··· DONNÉES SOURCES

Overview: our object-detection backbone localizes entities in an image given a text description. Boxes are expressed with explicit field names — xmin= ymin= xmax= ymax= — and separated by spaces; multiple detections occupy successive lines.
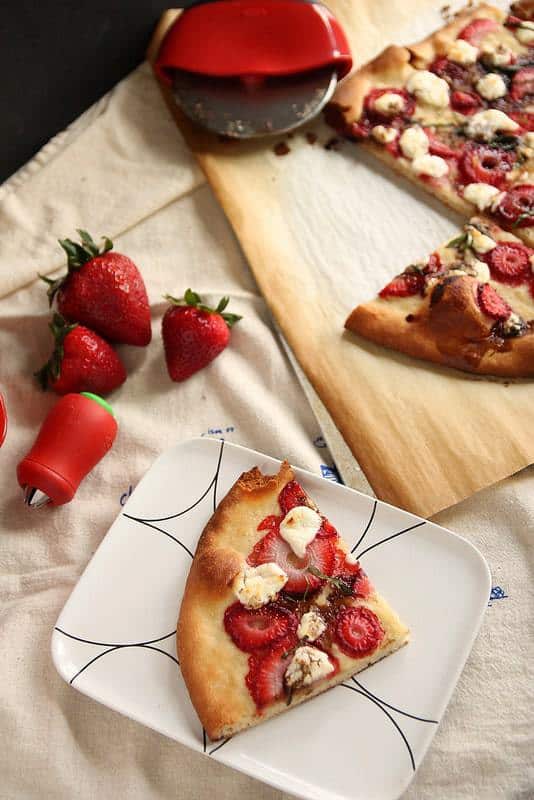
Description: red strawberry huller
xmin=154 ymin=0 xmax=352 ymax=138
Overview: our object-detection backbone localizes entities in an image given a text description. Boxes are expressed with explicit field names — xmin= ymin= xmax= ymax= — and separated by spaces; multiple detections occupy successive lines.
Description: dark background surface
xmin=0 ymin=0 xmax=178 ymax=182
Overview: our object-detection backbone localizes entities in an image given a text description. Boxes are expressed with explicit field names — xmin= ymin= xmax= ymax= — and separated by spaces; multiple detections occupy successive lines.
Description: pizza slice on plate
xmin=178 ymin=462 xmax=409 ymax=739
xmin=345 ymin=212 xmax=534 ymax=377
xmin=326 ymin=0 xmax=534 ymax=246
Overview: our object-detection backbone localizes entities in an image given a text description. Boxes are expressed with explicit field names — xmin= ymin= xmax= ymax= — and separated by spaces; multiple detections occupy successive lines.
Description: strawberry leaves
xmin=165 ymin=289 xmax=242 ymax=328
xmin=308 ymin=565 xmax=352 ymax=597
xmin=33 ymin=313 xmax=78 ymax=391
xmin=37 ymin=233 xmax=113 ymax=307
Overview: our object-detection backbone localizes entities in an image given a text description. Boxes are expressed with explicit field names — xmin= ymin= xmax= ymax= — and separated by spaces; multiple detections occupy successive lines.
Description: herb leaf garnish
xmin=307 ymin=566 xmax=352 ymax=597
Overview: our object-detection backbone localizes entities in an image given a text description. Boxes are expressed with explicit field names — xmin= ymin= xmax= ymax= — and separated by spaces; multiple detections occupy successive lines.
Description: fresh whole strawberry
xmin=35 ymin=314 xmax=126 ymax=395
xmin=41 ymin=230 xmax=152 ymax=347
xmin=161 ymin=289 xmax=241 ymax=381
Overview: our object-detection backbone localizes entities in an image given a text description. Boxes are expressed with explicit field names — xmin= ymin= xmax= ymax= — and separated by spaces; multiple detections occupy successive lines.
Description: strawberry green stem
xmin=164 ymin=289 xmax=243 ymax=328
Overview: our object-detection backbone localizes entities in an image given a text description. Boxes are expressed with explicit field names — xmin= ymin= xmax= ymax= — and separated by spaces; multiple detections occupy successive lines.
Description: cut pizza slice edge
xmin=345 ymin=212 xmax=534 ymax=378
xmin=177 ymin=462 xmax=409 ymax=740
xmin=325 ymin=4 xmax=534 ymax=246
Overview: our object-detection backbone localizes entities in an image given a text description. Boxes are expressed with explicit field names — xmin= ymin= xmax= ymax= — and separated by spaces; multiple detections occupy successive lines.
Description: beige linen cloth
xmin=0 ymin=65 xmax=534 ymax=800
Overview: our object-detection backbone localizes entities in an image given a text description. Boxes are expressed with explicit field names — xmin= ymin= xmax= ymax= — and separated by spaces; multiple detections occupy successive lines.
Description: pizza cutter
xmin=154 ymin=0 xmax=352 ymax=139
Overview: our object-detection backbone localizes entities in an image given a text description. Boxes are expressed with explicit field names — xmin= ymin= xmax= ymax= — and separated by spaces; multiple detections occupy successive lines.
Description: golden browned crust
xmin=334 ymin=44 xmax=413 ymax=122
xmin=177 ymin=461 xmax=293 ymax=739
xmin=331 ymin=3 xmax=534 ymax=247
xmin=345 ymin=276 xmax=534 ymax=378
xmin=177 ymin=462 xmax=409 ymax=739
xmin=409 ymin=3 xmax=506 ymax=68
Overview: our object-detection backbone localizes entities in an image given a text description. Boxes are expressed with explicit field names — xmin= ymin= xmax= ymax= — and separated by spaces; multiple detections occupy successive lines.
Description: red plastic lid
xmin=0 ymin=394 xmax=7 ymax=447
xmin=154 ymin=0 xmax=352 ymax=82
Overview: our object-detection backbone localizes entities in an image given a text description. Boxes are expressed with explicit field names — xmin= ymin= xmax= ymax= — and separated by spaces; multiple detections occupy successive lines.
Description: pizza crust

······

* TÂCHE DEMANDÉE
Mets toutes les lignes ci-dessus en liste numérotée, sans les lignes vides et sans reprendre les images.

* RÉSULTAT COMPLET
1. Overview: our object-detection backbone localizes entities in an image given a text description. Boxes are expressed with explicit field names — xmin= ymin= xmax= ymax= — and separated by spaces; multiple detections occupy successive lines.
2. Description: red strawberry huller
3. xmin=154 ymin=0 xmax=352 ymax=138
4. Overview: our object-detection backbone localizes entities in an image given a text description. Boxes are expressed with explicit field names — xmin= ymin= xmax= ymax= — and separated by spaces; multiple detections occupy successive lines.
5. Description: dark background surface
6. xmin=0 ymin=0 xmax=178 ymax=182
7. Overview: our object-detection backbone localizes entities in an image given a text description. Boxes are expressed with explicit field names — xmin= ymin= xmax= ymax= — and separated by spaces; multiple detections occupy successive lines.
8. Description: pizza slice on plate
9. xmin=178 ymin=462 xmax=409 ymax=739
10. xmin=345 ymin=212 xmax=534 ymax=377
11. xmin=326 ymin=0 xmax=534 ymax=246
12. Overview: our object-detection backbone localizes entities in an image given a text description. Boxes are expressed with explicit field names — xmin= ymin= xmax= ymax= — and separated by spaces; multiple detections occupy successive lines.
13. Description: strawberry leaves
14. xmin=165 ymin=289 xmax=242 ymax=328
15. xmin=308 ymin=565 xmax=352 ymax=597
16. xmin=33 ymin=313 xmax=78 ymax=391
17. xmin=37 ymin=233 xmax=113 ymax=307
18. Overview: our object-detection backbone localizes entities in an image given a text description. Boxes are expressed with explicit field names — xmin= ymin= xmax= ymax= — and separated by spaces; multiple detections occupy successive lines.
19. Description: herb leaf garnish
20. xmin=307 ymin=566 xmax=352 ymax=597
21. Overview: our object-detection backbone localizes entities in an image given a text description. Boxes are expressed with explicit field names — xmin= ymin= xmax= ymax= — and separated by spaces; multiple detections occupy successive lines.
22. Description: fresh whole strawberry
23. xmin=35 ymin=314 xmax=126 ymax=395
24. xmin=41 ymin=230 xmax=152 ymax=347
25. xmin=161 ymin=289 xmax=241 ymax=381
26. Overview: our object-detection backbone localizes entities in an image given a text description. Boxes are expressed with explicit field names — xmin= ymin= xmax= ymax= — and separated by spaces; multiple detections occupy successive lines.
27. Description: strawberry green stem
28. xmin=164 ymin=289 xmax=243 ymax=328
29. Overview: our object-detection backbone localizes entities in an image given a text description. Boxes are expressed with explicit field names — xmin= ymin= xmax= ymax= — and separated by spaces; multiple detections occupy successive lines.
30. Description: cut pizza slice edge
31. xmin=345 ymin=212 xmax=534 ymax=378
32. xmin=177 ymin=462 xmax=409 ymax=740
33. xmin=325 ymin=4 xmax=534 ymax=246
34. Overview: our object-detection backbone localizes entities in an image given a text description. Boxes are expressed with explicit field names — xmin= ymin= xmax= ymax= — and separated by spaces; multiple detections occupy successive lines.
35. Description: beige linen cloth
36. xmin=0 ymin=65 xmax=534 ymax=800
37. Overview: our object-detection backbone localizes entities in an image given a text description. Boxes are expressed with explicit field names — xmin= ymin= xmax= ymax= — and separated by spaces; multiple detections occupy successive lines.
38. Description: pizza cutter
39. xmin=154 ymin=0 xmax=352 ymax=139
40. Overview: our object-detection backbone localizes entities in an image given a text description. Boxes are expressed with explicit field names — xmin= ymin= xmax= ymax= — and separated by spaces; multiple detections occupy successive lines.
41. Description: golden browned crust
42. xmin=334 ymin=44 xmax=413 ymax=122
43. xmin=177 ymin=461 xmax=293 ymax=739
44. xmin=331 ymin=3 xmax=534 ymax=247
45. xmin=345 ymin=276 xmax=534 ymax=378
46. xmin=177 ymin=462 xmax=409 ymax=739
47. xmin=409 ymin=3 xmax=506 ymax=68
48. Overview: our object-detection backbone localizes entities in an image given a text description. Boxes are expressed with explicit field names — xmin= ymin= xmax= ymax= — and separated by spaces; multiple detections occupy successive lines.
49. Description: red plastic lid
50. xmin=0 ymin=394 xmax=7 ymax=447
51. xmin=154 ymin=0 xmax=352 ymax=82
52. Overview: our object-detection backbone localizes entities in an image given a text description. Boxes are expressed with explicit field names — xmin= ymin= xmax= ymax= — and separated by spaces; multiple detections occupy successive lines.
53. Description: pizza crust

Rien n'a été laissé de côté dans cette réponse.